Write out the rows below without any change, from the line containing "of the river" through the last line of the rows, including both.

(Pointing entries for labeled objects)
___

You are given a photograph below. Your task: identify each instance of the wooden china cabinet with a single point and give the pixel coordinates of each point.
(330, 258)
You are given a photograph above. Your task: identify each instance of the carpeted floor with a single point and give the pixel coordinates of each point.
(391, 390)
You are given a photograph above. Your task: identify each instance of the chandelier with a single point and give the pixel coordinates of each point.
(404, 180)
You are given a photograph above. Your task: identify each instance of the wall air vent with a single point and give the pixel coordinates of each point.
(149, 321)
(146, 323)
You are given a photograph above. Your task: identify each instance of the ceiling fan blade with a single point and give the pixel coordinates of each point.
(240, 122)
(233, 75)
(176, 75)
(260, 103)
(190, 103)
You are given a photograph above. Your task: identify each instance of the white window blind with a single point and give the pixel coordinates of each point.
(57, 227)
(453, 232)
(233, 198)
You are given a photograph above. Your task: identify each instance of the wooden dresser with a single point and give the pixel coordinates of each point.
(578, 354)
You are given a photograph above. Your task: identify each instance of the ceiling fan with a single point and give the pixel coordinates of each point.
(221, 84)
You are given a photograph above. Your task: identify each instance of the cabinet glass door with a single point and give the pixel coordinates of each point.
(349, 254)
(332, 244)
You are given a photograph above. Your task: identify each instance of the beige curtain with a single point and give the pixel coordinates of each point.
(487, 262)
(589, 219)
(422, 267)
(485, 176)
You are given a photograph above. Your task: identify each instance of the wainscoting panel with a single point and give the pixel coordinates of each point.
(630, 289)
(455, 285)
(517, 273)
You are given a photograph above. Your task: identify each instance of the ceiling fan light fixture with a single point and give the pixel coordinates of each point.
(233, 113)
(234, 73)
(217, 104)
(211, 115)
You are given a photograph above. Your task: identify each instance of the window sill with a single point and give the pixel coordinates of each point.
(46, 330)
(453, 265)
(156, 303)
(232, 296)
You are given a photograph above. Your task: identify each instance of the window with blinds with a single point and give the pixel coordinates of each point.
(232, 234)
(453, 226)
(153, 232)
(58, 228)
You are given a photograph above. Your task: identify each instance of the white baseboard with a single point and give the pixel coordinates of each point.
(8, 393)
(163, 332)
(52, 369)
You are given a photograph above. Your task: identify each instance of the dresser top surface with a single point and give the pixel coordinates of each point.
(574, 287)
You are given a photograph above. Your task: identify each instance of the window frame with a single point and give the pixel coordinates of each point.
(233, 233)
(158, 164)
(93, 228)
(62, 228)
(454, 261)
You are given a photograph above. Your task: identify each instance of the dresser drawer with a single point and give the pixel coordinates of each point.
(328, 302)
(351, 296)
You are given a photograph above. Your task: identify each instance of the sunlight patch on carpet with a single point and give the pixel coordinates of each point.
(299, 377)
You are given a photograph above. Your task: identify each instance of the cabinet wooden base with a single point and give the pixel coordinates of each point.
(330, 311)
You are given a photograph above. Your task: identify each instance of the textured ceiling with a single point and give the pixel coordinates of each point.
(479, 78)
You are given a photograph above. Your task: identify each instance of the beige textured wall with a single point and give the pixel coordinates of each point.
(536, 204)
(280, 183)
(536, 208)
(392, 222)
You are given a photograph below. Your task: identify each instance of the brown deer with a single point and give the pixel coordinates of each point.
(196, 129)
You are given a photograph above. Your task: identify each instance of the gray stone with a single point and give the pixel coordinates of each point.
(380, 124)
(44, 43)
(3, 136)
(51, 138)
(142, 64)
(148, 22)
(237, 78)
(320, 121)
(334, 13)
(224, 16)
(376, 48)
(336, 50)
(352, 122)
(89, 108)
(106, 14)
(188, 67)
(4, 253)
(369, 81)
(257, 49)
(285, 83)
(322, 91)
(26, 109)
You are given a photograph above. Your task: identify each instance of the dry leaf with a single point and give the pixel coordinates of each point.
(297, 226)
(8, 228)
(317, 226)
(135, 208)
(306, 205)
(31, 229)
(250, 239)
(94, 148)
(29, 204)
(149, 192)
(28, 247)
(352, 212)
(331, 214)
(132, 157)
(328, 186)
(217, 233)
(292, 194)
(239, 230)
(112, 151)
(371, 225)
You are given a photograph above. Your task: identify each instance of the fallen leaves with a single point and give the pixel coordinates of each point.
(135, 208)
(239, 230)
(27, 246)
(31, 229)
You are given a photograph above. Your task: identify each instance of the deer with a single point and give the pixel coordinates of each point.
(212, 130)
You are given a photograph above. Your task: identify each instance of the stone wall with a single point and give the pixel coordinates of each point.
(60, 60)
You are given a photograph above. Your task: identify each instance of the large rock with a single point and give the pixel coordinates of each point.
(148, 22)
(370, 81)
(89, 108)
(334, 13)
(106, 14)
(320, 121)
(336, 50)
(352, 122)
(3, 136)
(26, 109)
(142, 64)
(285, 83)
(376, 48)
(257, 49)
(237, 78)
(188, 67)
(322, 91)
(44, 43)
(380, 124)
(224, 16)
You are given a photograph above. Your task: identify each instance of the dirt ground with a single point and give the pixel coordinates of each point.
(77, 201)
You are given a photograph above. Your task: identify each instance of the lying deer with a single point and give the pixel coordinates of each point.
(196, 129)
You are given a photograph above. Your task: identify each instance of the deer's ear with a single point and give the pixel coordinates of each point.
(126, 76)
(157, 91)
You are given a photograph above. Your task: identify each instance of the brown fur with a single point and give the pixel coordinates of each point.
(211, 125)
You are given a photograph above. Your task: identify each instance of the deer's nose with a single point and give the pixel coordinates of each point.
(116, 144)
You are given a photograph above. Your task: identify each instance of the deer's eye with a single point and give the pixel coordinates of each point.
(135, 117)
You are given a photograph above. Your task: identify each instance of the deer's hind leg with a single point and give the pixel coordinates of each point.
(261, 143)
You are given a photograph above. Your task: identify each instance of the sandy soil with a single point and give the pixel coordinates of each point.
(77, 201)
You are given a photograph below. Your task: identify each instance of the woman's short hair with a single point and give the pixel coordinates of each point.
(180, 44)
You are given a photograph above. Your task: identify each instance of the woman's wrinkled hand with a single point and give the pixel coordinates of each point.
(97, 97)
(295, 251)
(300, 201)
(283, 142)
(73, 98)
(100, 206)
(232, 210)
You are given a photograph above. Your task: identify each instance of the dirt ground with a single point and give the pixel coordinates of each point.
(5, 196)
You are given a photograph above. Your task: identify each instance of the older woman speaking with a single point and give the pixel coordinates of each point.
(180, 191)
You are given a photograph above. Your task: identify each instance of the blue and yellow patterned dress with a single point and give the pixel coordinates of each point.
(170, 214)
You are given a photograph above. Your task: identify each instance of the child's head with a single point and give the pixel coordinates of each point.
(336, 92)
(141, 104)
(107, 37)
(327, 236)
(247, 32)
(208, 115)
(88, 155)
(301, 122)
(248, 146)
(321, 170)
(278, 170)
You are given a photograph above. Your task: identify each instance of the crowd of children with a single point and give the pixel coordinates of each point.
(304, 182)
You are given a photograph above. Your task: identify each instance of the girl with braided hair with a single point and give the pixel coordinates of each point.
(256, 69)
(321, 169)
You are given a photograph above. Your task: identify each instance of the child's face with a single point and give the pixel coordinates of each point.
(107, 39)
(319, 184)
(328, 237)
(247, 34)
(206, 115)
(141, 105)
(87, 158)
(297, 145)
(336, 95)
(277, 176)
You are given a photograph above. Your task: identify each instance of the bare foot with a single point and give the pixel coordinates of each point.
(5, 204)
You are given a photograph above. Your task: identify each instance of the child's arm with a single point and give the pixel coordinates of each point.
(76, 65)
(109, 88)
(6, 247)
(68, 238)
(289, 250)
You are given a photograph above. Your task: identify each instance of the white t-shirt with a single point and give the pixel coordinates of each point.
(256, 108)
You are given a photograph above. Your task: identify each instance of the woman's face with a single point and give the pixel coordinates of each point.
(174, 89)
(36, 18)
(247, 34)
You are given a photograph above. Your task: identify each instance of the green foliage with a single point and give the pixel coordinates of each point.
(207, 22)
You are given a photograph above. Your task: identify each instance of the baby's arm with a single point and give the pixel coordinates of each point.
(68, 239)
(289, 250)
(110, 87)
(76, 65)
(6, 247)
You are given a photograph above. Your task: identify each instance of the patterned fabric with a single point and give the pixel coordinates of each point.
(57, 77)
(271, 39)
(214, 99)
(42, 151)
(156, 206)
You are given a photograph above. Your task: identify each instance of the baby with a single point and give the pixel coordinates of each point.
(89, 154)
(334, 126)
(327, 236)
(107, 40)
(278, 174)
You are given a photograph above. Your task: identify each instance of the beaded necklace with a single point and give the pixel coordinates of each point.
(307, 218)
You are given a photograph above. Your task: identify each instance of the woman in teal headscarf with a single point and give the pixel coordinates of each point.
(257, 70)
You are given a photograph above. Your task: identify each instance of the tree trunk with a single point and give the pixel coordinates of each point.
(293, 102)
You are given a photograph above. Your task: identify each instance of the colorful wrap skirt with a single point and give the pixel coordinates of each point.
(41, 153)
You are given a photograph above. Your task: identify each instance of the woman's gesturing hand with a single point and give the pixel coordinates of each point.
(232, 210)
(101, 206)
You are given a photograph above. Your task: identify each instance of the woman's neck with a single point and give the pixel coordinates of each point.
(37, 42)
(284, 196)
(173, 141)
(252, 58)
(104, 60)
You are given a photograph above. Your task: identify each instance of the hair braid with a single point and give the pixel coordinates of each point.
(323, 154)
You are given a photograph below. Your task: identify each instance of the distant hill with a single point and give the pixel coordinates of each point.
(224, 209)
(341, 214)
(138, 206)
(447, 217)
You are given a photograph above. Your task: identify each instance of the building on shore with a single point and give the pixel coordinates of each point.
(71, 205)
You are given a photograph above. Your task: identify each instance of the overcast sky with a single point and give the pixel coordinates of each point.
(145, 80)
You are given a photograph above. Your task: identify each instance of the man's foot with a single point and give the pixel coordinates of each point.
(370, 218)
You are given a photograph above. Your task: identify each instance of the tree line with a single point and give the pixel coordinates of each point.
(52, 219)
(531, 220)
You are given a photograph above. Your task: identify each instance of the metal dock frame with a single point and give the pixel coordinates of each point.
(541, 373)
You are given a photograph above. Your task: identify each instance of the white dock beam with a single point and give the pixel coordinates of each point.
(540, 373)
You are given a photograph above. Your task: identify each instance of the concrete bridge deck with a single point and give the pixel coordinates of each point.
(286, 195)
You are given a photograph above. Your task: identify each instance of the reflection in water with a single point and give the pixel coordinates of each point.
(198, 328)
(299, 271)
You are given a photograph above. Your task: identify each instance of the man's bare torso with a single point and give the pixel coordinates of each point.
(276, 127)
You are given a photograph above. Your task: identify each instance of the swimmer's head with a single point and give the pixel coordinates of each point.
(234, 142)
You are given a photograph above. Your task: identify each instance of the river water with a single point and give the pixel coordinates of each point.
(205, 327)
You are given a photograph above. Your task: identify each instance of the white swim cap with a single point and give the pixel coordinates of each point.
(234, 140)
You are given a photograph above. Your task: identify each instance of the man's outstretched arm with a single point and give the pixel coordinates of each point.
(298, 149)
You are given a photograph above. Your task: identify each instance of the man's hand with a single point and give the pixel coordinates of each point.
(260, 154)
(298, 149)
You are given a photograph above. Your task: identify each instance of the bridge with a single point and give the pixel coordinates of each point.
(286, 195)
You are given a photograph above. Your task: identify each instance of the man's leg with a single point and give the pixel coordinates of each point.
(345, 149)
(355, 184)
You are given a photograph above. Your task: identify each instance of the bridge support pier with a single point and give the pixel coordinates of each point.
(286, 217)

___

# ANSWER TO THE EXERCISE
You are given a photograph above. Your task: identify each instance of the river water with a single point and give the pixel coordinates of each point.
(205, 327)
You are given a photograph above. Your task: identify each instance of the white swim cap with a single point and give the pixel coordinates of each point.
(234, 140)
You are given a photograph above. Your task: identify each instance of the man's outstretched arm with a single point and give the pixel coordinates of each point.
(298, 149)
You are given a photograph above. Your task: identify each instance of the man's hand with a single point and give the pixel coordinates of each point.
(260, 154)
(298, 149)
You are given a photograph above. Your task: identify each instance of the bridge with a single point and give the pixel coordinates of each point.
(286, 195)
You are given a photograph above. Your task: identify each instance of the man's leg with a single point and give the pixel coordinates of each point.
(345, 149)
(355, 184)
You are given a photograph above. Your task: identify each instance of the bridge support pier with a single point and give the pixel coordinates of each point.
(286, 217)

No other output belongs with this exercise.